■ Records from a collection
┄┄┄┄┄┄

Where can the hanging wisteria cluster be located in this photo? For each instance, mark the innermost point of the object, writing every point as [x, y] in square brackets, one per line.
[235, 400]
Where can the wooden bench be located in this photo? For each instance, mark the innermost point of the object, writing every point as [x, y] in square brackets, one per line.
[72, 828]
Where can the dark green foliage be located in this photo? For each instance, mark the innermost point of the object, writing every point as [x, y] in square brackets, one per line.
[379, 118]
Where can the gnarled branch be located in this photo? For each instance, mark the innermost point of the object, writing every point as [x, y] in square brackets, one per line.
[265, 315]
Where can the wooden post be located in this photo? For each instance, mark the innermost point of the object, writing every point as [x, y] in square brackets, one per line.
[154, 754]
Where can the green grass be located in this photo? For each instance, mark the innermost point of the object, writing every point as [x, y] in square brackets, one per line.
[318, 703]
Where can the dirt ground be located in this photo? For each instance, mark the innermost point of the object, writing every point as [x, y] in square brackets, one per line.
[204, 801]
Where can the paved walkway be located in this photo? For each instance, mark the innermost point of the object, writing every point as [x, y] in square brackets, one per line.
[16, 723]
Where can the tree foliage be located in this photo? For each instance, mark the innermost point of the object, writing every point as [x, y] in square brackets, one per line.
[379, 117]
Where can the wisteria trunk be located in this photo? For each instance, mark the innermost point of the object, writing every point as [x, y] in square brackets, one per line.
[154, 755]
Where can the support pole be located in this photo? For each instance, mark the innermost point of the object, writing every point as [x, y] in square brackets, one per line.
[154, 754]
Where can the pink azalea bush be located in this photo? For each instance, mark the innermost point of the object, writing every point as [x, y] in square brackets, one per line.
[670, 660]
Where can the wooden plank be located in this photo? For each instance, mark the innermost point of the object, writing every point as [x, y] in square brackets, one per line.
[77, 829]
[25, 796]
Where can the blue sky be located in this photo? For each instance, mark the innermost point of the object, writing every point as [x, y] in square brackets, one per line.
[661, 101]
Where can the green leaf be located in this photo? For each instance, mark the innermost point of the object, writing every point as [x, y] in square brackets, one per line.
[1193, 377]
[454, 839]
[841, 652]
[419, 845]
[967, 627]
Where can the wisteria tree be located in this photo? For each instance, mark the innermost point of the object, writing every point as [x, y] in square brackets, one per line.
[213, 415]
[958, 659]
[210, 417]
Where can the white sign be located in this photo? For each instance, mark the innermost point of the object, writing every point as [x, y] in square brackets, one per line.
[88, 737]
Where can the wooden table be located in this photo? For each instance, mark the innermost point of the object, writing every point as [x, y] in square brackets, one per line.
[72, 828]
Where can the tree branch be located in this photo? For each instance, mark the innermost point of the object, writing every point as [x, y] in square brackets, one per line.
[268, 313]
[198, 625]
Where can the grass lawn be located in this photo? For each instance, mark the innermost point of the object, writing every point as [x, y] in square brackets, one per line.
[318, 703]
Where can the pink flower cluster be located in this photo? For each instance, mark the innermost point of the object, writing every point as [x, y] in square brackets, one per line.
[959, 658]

┄┄┄┄┄┄

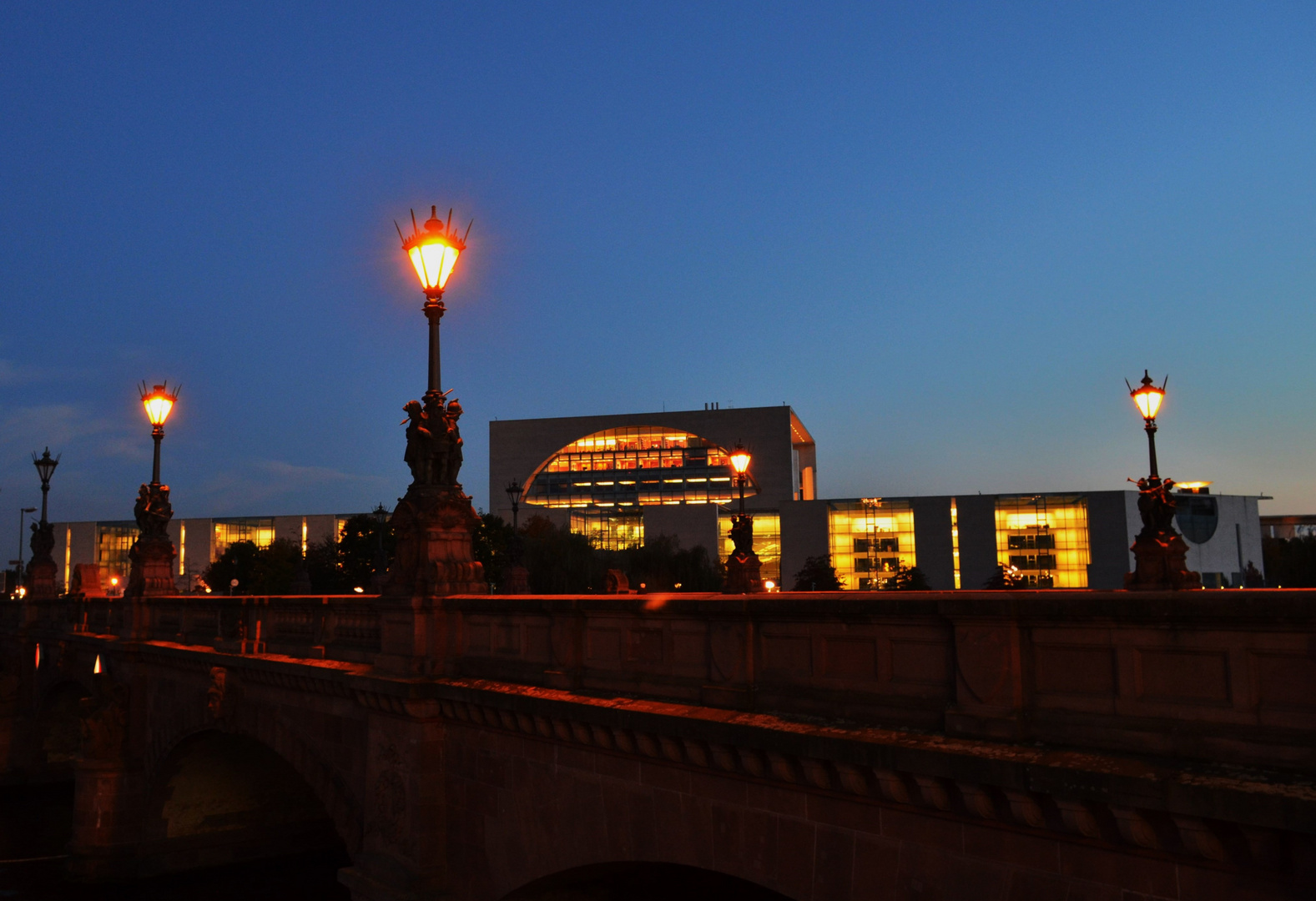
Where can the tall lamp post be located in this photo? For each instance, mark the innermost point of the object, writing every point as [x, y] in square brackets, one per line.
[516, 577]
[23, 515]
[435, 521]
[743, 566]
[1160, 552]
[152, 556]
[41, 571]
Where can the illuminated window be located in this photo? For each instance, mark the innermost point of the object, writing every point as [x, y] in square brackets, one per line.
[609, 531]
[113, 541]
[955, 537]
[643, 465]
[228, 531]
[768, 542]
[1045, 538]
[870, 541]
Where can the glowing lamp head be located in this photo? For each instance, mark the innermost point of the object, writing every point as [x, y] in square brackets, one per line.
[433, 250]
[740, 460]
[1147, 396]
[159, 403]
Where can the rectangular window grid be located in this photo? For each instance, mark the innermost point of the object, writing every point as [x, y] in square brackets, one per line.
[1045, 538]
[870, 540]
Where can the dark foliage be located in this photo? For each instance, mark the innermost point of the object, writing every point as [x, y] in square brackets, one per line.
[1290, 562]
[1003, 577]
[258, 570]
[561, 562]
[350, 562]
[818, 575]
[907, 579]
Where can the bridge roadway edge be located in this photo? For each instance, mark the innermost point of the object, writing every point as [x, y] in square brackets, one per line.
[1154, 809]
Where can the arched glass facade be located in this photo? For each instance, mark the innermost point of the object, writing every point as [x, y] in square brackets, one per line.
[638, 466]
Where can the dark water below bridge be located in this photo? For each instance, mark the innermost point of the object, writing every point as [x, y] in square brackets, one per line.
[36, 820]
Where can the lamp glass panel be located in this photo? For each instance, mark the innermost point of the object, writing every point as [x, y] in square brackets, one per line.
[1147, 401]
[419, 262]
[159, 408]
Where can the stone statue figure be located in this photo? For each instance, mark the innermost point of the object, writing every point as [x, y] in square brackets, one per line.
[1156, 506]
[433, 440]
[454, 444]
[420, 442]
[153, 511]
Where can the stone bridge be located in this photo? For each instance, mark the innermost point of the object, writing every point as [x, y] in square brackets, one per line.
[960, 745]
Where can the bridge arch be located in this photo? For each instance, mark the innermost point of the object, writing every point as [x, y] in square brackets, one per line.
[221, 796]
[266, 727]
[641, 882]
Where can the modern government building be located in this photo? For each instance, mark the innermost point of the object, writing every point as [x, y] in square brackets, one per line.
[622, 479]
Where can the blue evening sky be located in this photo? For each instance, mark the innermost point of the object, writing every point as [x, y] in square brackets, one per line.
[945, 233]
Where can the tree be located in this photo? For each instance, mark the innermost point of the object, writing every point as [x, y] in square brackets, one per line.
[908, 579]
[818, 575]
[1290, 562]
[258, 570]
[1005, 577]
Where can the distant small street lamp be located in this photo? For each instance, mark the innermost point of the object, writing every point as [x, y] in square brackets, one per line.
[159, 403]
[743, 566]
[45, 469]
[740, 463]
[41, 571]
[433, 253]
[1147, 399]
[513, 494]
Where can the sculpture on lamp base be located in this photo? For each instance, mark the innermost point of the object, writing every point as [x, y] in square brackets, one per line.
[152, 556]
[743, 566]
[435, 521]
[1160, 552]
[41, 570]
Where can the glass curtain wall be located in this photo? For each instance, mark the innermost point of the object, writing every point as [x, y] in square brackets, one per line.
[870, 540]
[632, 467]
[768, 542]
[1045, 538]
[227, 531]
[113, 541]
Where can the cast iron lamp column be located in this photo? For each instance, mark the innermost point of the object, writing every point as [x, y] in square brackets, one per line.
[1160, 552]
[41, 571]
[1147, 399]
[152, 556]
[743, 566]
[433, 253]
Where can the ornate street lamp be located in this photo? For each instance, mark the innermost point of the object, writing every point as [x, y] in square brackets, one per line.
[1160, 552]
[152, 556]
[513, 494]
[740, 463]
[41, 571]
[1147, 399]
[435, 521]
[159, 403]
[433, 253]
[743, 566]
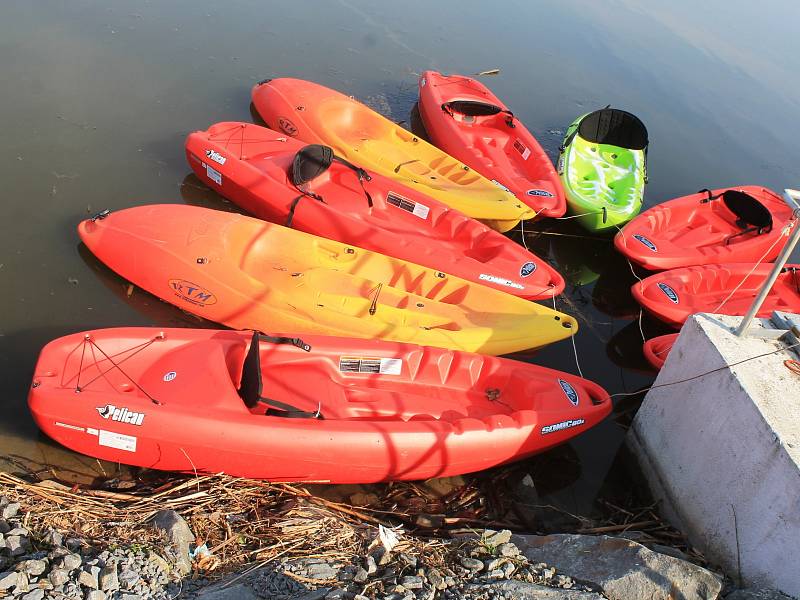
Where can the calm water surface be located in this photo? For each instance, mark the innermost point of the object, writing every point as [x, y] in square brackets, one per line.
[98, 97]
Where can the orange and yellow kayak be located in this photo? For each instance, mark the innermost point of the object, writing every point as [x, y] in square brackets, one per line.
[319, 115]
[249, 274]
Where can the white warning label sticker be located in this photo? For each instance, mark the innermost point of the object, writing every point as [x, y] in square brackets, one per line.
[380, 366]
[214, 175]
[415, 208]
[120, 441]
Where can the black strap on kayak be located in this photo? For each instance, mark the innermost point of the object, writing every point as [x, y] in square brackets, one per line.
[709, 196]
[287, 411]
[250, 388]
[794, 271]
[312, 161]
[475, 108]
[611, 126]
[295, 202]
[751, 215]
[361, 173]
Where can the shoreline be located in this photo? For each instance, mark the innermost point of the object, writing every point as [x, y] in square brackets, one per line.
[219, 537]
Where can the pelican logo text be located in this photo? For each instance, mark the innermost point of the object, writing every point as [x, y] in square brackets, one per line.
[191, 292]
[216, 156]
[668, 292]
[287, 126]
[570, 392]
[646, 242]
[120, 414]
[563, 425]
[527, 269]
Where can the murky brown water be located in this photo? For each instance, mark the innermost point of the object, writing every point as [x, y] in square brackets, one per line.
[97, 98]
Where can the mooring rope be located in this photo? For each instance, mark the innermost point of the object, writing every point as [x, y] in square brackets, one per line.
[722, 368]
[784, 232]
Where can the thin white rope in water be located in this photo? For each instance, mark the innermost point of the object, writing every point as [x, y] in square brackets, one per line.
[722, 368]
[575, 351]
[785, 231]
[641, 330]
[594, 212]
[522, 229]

┄┄┄┄┄┄

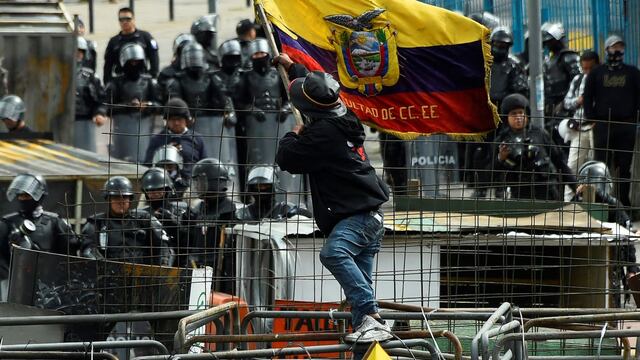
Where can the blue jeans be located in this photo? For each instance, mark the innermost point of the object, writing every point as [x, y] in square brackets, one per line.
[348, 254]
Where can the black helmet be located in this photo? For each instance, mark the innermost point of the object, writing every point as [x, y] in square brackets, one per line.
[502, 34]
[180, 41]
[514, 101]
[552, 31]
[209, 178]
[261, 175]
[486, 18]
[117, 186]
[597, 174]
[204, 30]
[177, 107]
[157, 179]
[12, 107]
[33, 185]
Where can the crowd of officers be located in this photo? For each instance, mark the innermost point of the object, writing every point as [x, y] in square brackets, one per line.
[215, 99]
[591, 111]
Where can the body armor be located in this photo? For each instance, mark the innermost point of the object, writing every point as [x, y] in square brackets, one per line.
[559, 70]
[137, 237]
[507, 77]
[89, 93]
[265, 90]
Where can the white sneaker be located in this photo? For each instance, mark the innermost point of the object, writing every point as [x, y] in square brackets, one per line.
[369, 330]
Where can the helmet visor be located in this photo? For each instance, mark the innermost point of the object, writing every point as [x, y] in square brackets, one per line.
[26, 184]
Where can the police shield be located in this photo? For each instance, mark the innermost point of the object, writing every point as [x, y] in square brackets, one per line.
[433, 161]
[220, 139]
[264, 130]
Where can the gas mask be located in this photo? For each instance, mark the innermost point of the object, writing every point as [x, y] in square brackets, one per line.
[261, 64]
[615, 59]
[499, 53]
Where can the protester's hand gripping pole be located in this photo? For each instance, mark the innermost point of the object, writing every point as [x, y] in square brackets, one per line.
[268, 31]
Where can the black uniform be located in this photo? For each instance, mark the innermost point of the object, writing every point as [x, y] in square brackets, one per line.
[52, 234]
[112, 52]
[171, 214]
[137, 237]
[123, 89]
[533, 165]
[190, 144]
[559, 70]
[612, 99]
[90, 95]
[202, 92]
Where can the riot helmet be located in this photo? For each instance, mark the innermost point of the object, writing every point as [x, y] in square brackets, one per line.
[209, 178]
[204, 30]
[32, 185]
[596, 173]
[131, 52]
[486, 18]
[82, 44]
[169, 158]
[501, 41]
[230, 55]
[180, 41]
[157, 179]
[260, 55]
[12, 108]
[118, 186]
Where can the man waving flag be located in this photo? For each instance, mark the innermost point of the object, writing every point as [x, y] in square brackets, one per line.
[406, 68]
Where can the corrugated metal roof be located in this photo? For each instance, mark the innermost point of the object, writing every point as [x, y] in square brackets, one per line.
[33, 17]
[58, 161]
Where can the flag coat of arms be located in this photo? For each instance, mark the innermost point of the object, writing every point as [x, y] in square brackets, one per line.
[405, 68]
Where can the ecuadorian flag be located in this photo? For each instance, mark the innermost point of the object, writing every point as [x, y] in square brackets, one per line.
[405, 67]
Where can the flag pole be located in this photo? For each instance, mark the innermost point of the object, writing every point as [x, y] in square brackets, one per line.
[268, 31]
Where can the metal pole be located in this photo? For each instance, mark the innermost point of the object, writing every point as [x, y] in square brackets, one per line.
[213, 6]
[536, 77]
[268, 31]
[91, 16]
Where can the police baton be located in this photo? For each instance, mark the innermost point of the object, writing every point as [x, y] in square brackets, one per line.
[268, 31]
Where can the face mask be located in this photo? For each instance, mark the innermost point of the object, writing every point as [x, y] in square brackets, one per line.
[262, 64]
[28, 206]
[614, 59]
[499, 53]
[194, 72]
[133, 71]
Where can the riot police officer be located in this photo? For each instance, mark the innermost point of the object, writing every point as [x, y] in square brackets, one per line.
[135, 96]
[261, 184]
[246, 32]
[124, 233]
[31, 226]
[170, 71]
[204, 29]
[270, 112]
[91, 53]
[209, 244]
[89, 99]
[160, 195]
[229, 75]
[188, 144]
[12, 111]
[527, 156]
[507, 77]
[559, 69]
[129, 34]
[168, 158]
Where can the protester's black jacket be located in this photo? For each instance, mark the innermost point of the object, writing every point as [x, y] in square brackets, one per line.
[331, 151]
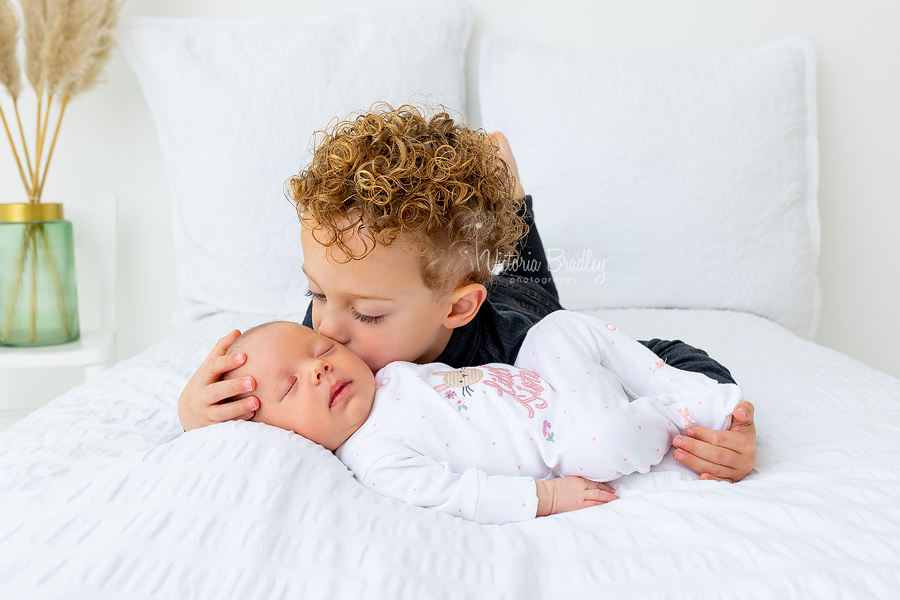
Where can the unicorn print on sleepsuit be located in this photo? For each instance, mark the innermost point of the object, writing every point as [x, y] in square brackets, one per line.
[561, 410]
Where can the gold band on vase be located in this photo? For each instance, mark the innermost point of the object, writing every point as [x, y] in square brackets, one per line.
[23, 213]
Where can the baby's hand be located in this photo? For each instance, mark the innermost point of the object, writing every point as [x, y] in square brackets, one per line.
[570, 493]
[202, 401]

┄┄┄┄┄┄

■ STATED PROBLEM
Count the lines in the records above that contain the word "street", and give only that number.

■ PROBLEM SOLUTION
2